→ **WHAT YOU WILL DO**: Only the lines of the data below from the one with "Return the mask of every instance of the distant" through the one with "Return the mask of every instance of the submerged" are wanted. Repeat them exactly.

[Collected data]
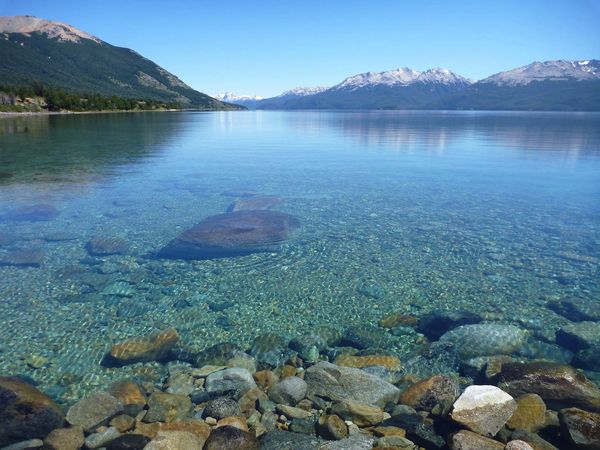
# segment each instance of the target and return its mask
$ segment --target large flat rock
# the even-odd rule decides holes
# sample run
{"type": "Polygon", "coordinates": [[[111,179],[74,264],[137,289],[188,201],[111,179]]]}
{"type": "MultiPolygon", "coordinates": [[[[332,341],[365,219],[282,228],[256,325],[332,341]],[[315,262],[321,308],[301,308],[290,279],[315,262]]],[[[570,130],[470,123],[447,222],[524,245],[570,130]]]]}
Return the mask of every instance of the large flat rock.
---
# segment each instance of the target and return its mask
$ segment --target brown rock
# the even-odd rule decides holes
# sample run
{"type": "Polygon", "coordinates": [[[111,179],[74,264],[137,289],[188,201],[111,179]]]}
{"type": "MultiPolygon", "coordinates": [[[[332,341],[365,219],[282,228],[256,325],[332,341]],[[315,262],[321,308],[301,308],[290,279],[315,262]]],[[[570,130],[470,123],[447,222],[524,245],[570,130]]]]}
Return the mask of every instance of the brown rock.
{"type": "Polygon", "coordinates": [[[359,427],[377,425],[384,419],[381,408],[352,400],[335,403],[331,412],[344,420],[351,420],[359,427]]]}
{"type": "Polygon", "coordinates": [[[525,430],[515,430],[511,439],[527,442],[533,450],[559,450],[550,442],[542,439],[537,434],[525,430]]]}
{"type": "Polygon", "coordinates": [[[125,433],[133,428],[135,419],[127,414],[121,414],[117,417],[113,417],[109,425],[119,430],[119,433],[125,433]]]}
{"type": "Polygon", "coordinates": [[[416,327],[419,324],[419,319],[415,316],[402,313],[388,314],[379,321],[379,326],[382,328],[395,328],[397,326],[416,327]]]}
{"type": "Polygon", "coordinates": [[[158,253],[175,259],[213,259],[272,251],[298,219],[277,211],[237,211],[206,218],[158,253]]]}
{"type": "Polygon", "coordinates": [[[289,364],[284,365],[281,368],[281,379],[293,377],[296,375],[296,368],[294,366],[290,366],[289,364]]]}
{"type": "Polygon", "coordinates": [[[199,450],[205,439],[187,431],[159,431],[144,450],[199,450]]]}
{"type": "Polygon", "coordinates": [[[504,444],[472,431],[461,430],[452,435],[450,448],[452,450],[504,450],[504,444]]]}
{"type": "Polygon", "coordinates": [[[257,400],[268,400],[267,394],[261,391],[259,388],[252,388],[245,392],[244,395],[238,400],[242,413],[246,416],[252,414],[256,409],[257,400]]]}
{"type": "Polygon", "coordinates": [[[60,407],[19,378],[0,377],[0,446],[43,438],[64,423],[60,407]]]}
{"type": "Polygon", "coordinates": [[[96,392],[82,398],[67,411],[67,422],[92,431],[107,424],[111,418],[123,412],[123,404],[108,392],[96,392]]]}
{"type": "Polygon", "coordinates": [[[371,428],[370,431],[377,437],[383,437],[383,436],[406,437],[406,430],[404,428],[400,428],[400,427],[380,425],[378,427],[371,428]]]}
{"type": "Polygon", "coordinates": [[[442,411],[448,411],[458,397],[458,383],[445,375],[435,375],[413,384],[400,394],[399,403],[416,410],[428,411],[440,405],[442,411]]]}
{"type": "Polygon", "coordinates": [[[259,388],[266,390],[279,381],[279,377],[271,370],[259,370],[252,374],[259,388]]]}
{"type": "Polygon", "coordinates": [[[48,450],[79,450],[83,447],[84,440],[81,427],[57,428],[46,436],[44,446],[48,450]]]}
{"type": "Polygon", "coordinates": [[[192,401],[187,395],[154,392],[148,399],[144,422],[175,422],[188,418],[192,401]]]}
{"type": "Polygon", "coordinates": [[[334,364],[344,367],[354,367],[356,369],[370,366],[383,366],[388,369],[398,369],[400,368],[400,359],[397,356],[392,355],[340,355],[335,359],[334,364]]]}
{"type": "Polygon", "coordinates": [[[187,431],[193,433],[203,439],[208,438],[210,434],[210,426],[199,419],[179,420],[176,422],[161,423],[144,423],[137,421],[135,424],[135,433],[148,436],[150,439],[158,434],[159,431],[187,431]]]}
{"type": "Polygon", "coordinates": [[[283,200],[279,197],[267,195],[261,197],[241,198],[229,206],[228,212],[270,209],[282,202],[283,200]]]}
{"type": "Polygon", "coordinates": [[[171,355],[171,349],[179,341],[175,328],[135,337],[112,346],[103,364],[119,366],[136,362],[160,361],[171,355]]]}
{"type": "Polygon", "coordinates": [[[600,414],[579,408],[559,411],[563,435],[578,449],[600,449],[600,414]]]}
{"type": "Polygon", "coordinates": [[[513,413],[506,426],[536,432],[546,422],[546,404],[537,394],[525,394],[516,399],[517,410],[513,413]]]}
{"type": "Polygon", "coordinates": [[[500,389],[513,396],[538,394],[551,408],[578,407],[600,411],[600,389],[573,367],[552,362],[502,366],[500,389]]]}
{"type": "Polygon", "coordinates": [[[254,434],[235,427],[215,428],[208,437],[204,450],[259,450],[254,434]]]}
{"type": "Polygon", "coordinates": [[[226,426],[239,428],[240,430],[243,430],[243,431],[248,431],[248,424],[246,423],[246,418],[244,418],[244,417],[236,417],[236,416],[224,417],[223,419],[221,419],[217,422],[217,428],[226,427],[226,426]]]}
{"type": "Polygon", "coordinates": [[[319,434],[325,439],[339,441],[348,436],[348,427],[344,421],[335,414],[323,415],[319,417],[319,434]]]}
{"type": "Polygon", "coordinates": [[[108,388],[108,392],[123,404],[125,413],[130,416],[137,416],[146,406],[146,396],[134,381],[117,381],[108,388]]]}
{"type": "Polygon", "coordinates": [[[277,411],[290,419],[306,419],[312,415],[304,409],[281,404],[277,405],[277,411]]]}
---
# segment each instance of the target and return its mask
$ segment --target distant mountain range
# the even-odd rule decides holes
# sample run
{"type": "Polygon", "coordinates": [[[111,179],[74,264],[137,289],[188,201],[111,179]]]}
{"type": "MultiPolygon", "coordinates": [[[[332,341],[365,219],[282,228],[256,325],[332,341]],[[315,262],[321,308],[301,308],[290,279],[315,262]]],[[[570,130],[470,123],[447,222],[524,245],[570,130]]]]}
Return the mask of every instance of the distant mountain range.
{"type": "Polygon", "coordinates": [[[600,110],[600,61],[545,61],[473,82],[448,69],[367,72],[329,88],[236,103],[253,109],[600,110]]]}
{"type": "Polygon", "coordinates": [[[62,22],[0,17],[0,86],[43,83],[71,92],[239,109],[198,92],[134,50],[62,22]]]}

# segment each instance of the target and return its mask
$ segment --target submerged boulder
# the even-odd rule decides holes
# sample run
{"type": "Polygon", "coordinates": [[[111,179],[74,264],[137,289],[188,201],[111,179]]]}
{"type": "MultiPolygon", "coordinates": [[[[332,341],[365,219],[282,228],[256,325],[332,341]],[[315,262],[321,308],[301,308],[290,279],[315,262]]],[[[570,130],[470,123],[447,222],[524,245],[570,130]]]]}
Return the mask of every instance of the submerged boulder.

→ **EXERCISE RESPONSE**:
Return the mask of every instance of the distant mountain range.
{"type": "Polygon", "coordinates": [[[600,110],[600,61],[545,61],[473,82],[448,69],[367,72],[329,88],[236,103],[253,109],[600,110]]]}
{"type": "Polygon", "coordinates": [[[62,22],[0,17],[0,86],[43,83],[71,92],[239,109],[198,92],[134,50],[62,22]]]}

# segment each instance of the target and return its mask
$ segment --target submerged boulder
# the even-odd rule decides holes
# sample run
{"type": "Polygon", "coordinates": [[[111,179],[74,264],[137,289],[188,201],[111,179]]]}
{"type": "MultiPolygon", "coordinates": [[[[332,341],[365,219],[282,228],[256,325],[332,341]],[[315,262],[321,308],[301,308],[290,279],[315,262]]],[[[570,130],[470,123],[447,222],[524,245],[570,130]]]]}
Return the mask of every instance of the submerged boulder.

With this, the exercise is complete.